§ **To do**
Format every line of the items below as a JSON list of strings, one string per line, and leave out any blank lines.

§ **Given records**

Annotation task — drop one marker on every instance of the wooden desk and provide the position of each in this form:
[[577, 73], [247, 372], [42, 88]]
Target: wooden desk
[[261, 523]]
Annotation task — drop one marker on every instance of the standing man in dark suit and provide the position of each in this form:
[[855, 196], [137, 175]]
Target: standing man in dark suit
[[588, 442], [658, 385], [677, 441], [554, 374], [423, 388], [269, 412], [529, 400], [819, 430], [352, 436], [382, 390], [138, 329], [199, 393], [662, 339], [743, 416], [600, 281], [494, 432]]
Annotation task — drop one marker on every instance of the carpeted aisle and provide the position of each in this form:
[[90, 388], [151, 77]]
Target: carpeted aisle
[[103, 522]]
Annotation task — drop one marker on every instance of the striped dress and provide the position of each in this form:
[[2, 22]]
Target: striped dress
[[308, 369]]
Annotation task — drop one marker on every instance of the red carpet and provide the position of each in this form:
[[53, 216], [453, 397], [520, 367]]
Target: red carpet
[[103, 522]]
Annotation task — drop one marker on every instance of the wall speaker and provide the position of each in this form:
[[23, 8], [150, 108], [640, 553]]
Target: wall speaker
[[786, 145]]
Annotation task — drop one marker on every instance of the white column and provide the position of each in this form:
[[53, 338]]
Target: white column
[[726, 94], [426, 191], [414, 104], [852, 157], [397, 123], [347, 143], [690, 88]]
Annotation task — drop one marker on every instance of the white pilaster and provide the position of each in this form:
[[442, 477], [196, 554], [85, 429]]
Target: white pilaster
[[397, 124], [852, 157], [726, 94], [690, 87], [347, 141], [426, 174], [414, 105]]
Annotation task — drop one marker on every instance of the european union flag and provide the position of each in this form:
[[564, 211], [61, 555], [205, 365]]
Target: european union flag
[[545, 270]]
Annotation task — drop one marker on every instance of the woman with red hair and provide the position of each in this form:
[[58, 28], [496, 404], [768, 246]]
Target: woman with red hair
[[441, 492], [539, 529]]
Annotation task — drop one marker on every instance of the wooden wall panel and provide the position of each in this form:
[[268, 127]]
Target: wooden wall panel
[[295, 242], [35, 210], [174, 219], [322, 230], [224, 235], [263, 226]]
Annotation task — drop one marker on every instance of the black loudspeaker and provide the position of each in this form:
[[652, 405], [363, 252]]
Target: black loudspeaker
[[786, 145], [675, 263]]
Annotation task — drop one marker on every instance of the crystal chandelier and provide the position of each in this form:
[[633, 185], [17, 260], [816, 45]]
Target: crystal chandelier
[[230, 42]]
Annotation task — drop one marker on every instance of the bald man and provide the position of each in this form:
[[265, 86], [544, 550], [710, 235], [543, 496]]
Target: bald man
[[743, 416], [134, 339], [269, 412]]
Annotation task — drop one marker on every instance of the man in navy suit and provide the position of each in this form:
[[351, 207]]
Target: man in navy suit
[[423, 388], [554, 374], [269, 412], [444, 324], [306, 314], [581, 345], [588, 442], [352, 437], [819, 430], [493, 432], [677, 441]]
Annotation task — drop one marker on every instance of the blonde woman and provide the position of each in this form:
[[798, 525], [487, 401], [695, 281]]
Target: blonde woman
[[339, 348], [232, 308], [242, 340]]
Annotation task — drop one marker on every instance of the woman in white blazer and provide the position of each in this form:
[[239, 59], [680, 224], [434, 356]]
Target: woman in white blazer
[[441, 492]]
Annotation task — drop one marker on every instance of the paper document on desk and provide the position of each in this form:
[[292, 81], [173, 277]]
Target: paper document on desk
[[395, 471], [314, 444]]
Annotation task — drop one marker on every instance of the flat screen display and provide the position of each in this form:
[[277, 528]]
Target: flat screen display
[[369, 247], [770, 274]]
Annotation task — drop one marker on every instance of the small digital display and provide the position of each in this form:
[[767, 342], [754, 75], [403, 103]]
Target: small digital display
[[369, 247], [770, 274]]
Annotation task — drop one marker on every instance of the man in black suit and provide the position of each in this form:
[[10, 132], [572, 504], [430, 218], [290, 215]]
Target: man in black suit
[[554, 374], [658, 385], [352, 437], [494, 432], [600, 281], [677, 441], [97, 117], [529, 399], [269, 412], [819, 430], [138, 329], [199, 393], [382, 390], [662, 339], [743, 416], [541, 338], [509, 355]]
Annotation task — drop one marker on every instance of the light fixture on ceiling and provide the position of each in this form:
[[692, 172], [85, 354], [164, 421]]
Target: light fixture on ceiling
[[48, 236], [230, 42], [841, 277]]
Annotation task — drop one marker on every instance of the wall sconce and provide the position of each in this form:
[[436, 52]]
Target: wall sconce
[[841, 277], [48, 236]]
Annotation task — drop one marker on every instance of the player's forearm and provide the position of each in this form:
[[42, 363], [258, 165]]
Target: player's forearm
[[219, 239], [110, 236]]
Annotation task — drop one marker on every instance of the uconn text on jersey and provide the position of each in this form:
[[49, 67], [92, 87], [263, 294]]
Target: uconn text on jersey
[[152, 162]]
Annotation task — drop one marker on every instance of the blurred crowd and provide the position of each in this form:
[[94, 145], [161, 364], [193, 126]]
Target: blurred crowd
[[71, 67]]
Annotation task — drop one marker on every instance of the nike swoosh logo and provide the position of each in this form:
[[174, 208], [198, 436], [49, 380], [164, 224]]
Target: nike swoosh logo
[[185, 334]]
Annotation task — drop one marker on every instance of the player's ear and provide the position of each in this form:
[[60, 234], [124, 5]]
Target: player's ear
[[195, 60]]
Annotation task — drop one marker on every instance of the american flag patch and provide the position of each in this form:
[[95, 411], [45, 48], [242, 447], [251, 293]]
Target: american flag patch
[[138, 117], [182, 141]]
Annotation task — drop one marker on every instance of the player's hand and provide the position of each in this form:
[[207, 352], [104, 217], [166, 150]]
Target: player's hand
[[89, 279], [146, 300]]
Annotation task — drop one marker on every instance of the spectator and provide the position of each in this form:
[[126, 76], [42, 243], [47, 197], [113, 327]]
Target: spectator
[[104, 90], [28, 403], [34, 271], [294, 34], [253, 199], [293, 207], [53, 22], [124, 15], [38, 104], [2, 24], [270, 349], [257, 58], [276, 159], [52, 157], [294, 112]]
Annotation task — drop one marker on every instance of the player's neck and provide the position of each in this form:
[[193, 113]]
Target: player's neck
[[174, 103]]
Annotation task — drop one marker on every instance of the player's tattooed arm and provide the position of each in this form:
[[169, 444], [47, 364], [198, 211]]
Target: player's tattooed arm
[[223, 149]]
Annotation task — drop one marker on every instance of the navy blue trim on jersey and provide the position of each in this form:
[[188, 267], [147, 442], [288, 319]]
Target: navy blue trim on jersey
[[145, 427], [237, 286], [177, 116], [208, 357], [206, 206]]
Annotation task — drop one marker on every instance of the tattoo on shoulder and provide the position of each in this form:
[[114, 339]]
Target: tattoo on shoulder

§ **Written solution**
[
  "Annotation task — drop one marker on every instance of the wooden desk and provide the position of each in this form:",
  "[[577, 73], [247, 372], [42, 88]]",
  "Target: wooden desk",
  "[[261, 523]]",
  "Annotation task — drop one marker on every instance of the standing man in dark suit and provide the position of each in this form:",
  "[[855, 196], [137, 175]]",
  "Target: standing man in dark suit",
  "[[588, 442], [658, 385], [677, 441], [554, 374], [423, 388], [269, 412], [529, 400], [819, 430], [352, 436], [382, 390], [138, 329], [199, 393], [662, 339], [743, 416], [600, 281], [494, 432]]",
  "Annotation task — drop one marker on every instance of the carpeted aisle and provide the position of each in this form:",
  "[[90, 388], [151, 77]]",
  "Target: carpeted aisle",
  "[[103, 522]]",
  "Annotation task — drop one marker on every instance of the striped dress and provide the position of each in this form:",
  "[[2, 22]]",
  "Target: striped dress",
  "[[308, 369]]",
  "Annotation task — drop one marker on every instance of the red carpet and provide the position of each in this form:",
  "[[53, 216], [453, 397], [520, 367]]",
  "Target: red carpet",
  "[[103, 522]]",
  "Annotation task — drop one marker on every instance of the wall speaker and provide the position of each in this form:",
  "[[23, 8], [150, 108], [640, 553]]",
  "Target: wall speaker",
  "[[786, 145]]",
  "Annotation task — drop one marker on every instance of the white column and provide the position of each in this form:",
  "[[53, 338]]",
  "Target: white column",
  "[[726, 94], [426, 191], [414, 104], [852, 157], [397, 123], [347, 143], [690, 88]]",
  "Annotation task — drop one marker on every instance of the white pilaster and provide the position of each in this form:",
  "[[442, 477], [196, 554], [85, 429]]",
  "Target: white pilaster",
  "[[397, 124], [852, 157], [726, 94], [690, 87], [347, 141], [426, 174], [414, 105]]",
  "Annotation task — drop one marker on every instance of the european union flag and provide the position of each in this form:",
  "[[564, 211], [61, 555], [205, 365]]",
  "Target: european union flag",
  "[[545, 270]]",
  "Annotation task — drop one marker on every instance of the woman with red hair and provide the position of each in this form:",
  "[[58, 28], [496, 404], [768, 246]]",
  "Target: woman with red hair",
  "[[441, 492], [539, 529]]",
  "Annotation task — drop one marker on every instance of the wooden wall panel and provide the position of each in this form:",
  "[[268, 127]]",
  "Target: wooden wall panel",
  "[[295, 242], [35, 210], [174, 219], [322, 230], [224, 235], [263, 226]]",
  "Annotation task — drop one marker on every instance of the black loudspeaker and provide the position of each in this form:",
  "[[652, 405], [363, 252]]",
  "Target: black loudspeaker",
  "[[786, 145], [675, 263]]",
  "Annotation task — drop one marker on every instance of the crystal chandelier and provide the position of each in this form:",
  "[[633, 185], [17, 260], [816, 45]]",
  "Target: crystal chandelier",
  "[[230, 42]]",
  "Annotation task — drop one marker on every instance of the bald man and provide the position of each in this form:",
  "[[265, 86], [544, 550], [710, 235], [543, 496]]",
  "Target: bald man",
  "[[743, 416], [134, 339], [269, 412]]",
  "Annotation task — drop one marker on every instance of the man in navy suit and provide the position of each in this form:",
  "[[351, 207]]",
  "Target: man in navy suit",
  "[[423, 388], [554, 374], [269, 412], [444, 324], [306, 314], [581, 345], [588, 442], [352, 437], [819, 430], [493, 432], [677, 441]]",
  "Annotation task — drop one marker on every instance of the blonde woman and provide the position of each in this form:",
  "[[798, 525], [487, 401], [695, 281]]",
  "Target: blonde woman",
  "[[339, 348], [232, 308], [242, 340]]",
  "Annotation task — drop one marker on every instance of the woman in white blazer and provide the position of each in this form:",
  "[[239, 59], [680, 224], [434, 356]]",
  "Target: woman in white blazer",
  "[[441, 492]]",
  "Annotation task — drop one marker on every instance of the paper document on desk and provide the position of each in this form:",
  "[[292, 81], [173, 277]]",
  "Target: paper document on desk",
  "[[395, 471], [314, 444]]",
  "Annotation task — drop one marker on every instance of the flat screen display and provide the position of each in this form:",
  "[[277, 528]]",
  "Target: flat screen display",
  "[[369, 247], [770, 274]]",
  "Annotation task — drop one marker on every instance of the small digital display and provide the position of each in this form:",
  "[[767, 342], [754, 75], [403, 103]]",
  "Target: small digital display",
  "[[369, 247], [770, 274]]",
  "Annotation task — drop one marker on every instance of the man in black suit and provide the position of each in this form:",
  "[[10, 132], [572, 504], [430, 218], [290, 215]]",
  "Target: man in black suit",
  "[[554, 374], [658, 385], [352, 437], [494, 432], [600, 281], [677, 441], [97, 117], [529, 399], [269, 412], [819, 430], [138, 329], [199, 393], [382, 390], [662, 339], [743, 416], [541, 338], [509, 355]]",
  "Annotation task — drop one marker on every instance of the light fixture on ceiling and provide the position of each in this form:",
  "[[692, 172], [85, 354], [164, 421]]",
  "Target: light fixture on ceiling",
  "[[48, 236], [230, 42], [841, 277]]",
  "Annotation task — drop one marker on every instance of the wall sconce and provide the position of each in this form:",
  "[[436, 52]]",
  "Target: wall sconce",
  "[[841, 277], [48, 236]]",
  "Annotation task — drop one marker on every instance of the player's forearm and provide the position of each in this form:",
  "[[42, 363], [258, 165]]",
  "Target: player's forearm",
  "[[219, 239], [110, 236]]",
  "Annotation task — drop one marker on every instance of the uconn text on jersey and provide the position of each in this form:",
  "[[49, 67], [92, 87], [263, 294]]",
  "Target: uconn text on jersey",
  "[[152, 162]]",
  "Annotation task — drop one marker on every instance of the blurred crowd and provide the position of each in this form:",
  "[[94, 145], [161, 364], [193, 126]]",
  "Target: blurred crowd",
  "[[71, 67]]",
  "Annotation task — drop one marker on every instance of the nike swoosh logo and provide the position of each in this form:",
  "[[174, 208], [198, 436], [49, 380], [164, 224]]",
  "Target: nike swoosh logo",
  "[[185, 334]]",
  "Annotation task — drop one marker on every instance of the player's ear and provide the position of each in this form:",
  "[[60, 234], [124, 5]]",
  "Target: player's ear",
  "[[195, 60]]",
  "Annotation task — drop one marker on every instance of the american flag patch and provide the position of each in this form:",
  "[[95, 411], [45, 48], [242, 447], [251, 293]]",
  "Target: american flag patch",
  "[[138, 117], [182, 141]]",
  "Annotation task — drop one marker on every instance of the player's hand and provide the position of each in this form:",
  "[[207, 352], [104, 217], [166, 150]]",
  "Target: player's hand",
  "[[89, 279], [146, 300]]",
  "Annotation task — drop one marker on every instance of the spectator and provide the position of each in this form:",
  "[[126, 76], [42, 243], [47, 197], [113, 327]]",
  "Target: spectator",
  "[[104, 90], [28, 403], [34, 271], [294, 34], [253, 199], [293, 207], [53, 22], [124, 15], [38, 104], [2, 24], [270, 349], [257, 58], [276, 159], [52, 157], [294, 112]]",
  "Annotation task — drop one marker on every instance of the player's neck and provide the position of each in this form:",
  "[[193, 113]]",
  "Target: player's neck",
  "[[174, 103]]",
  "Annotation task — drop one marker on every instance of the player's tattooed arm and provide the position of each in this form:",
  "[[169, 444], [47, 364], [198, 211]]",
  "Target: player's tattooed arm",
  "[[223, 149]]",
  "Annotation task — drop one marker on every instance of the navy blue trim on jersey and provide the position of each in this form:",
  "[[188, 267], [147, 442], [288, 319]]",
  "Target: navy blue trim on jersey",
  "[[145, 427], [237, 286], [177, 116], [208, 357], [206, 206]]",
  "Annotation task — drop one marker on every instance of the tattoo on shoulder and provide the position of each in this form:",
  "[[114, 339]]",
  "Target: tattoo on shoulder"
]